REQUIRED TASKS:
a: In the passage about the Dublin Variant of Burns's poems, what word was printed in place of "Skinking" in "To a Haggis"?
b: Write the next part of the passage about the Dublin Variant of Burns's poems, starting after its last sentence.

DOCUMENT TEXT:
1787 collection of poems by Robert Burns

Poems, Chiefly in the Scottish Dialect (Dublin Variant) was the second "pirated" issue of Robert Burns's work, being published in Ireland at Belfast without permission from or payment to the author or publisher. It is a so-called Stinking Edition, carrying the error Stinking for the Scots word Skinking (watery) in the poem "To a Haggis" because the type setters copied from a 1787 Stinking Edition of Poems, Chiefly in the Scottish Dialect (Edinburgh Edition). It has been shown to be from the same print setting as the Belfast Edition but with a different title page.

DATA SHOWN:
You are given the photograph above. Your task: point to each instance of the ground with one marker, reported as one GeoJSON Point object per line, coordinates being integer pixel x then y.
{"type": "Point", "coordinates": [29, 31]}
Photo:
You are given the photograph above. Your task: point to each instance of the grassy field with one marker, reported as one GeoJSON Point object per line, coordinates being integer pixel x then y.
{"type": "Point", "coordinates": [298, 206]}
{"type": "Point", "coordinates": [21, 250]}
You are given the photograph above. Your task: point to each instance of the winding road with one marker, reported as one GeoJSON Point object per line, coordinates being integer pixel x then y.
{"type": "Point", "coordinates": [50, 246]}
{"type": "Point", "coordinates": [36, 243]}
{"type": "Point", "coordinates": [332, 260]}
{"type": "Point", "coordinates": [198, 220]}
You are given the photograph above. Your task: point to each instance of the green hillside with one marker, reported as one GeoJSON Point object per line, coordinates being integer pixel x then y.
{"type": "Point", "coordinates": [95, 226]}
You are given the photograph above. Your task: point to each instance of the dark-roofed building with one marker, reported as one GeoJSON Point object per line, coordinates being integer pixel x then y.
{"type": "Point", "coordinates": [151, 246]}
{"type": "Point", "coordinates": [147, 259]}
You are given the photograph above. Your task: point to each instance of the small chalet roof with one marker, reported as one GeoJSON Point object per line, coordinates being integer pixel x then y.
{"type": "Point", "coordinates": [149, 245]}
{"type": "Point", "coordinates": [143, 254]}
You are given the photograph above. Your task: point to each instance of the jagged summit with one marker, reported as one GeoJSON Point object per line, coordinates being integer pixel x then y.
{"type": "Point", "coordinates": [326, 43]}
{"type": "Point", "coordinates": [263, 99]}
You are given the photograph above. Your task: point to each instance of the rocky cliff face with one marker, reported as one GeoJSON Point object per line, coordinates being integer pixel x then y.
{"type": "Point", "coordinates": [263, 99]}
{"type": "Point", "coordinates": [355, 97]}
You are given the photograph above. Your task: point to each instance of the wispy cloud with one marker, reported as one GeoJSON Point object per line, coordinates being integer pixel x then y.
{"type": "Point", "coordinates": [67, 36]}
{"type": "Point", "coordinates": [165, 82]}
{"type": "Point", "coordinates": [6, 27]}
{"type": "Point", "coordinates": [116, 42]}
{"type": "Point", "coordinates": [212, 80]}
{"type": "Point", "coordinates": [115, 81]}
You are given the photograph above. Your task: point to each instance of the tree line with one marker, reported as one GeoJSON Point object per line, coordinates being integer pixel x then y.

TASK-BY-TASK RESULTS:
a: "Stinking"

b:
This single volume issue is a collection of poetry and songs by Robert Burns, originally "Printed for the author and sold by William Creech" in Edinburgh. MDCCLXXXVII The date of publication for the Dublin Variant as advertised in Finn's Leinster Journal was 29 September 1787, making it the second unauthorised or "pirated" issue and the part of the third edition of the Poems, Chiefly in the Scottish Dialect. The Belfast Edition had been first advertised in the Belfast News Letter on 25 September 1787, making it a variant of the third edition of the poems and the first pirated' issue.

The Kilmarnock Edition had made Robert Burns Caledonia's Bard, whilst the Edinburgh Edition, the Belfast Edition, the Dublin Variant and the London Edition, all published in 1787, eventually elevated him into a position amongst the world's greatest poets.

The Burns Exhibition of 1896 had three copies of the Dublin Variant on display as well as the 1789 and later editions. James M'Kie, the publisher and great Burns collector, was not aware of the existence of the 1787 Dublin or Belfast editions and only lists the 1789 Dublin Edition in his Bibliotheca Burnsiana. Private Library of James M'Kie in 1866.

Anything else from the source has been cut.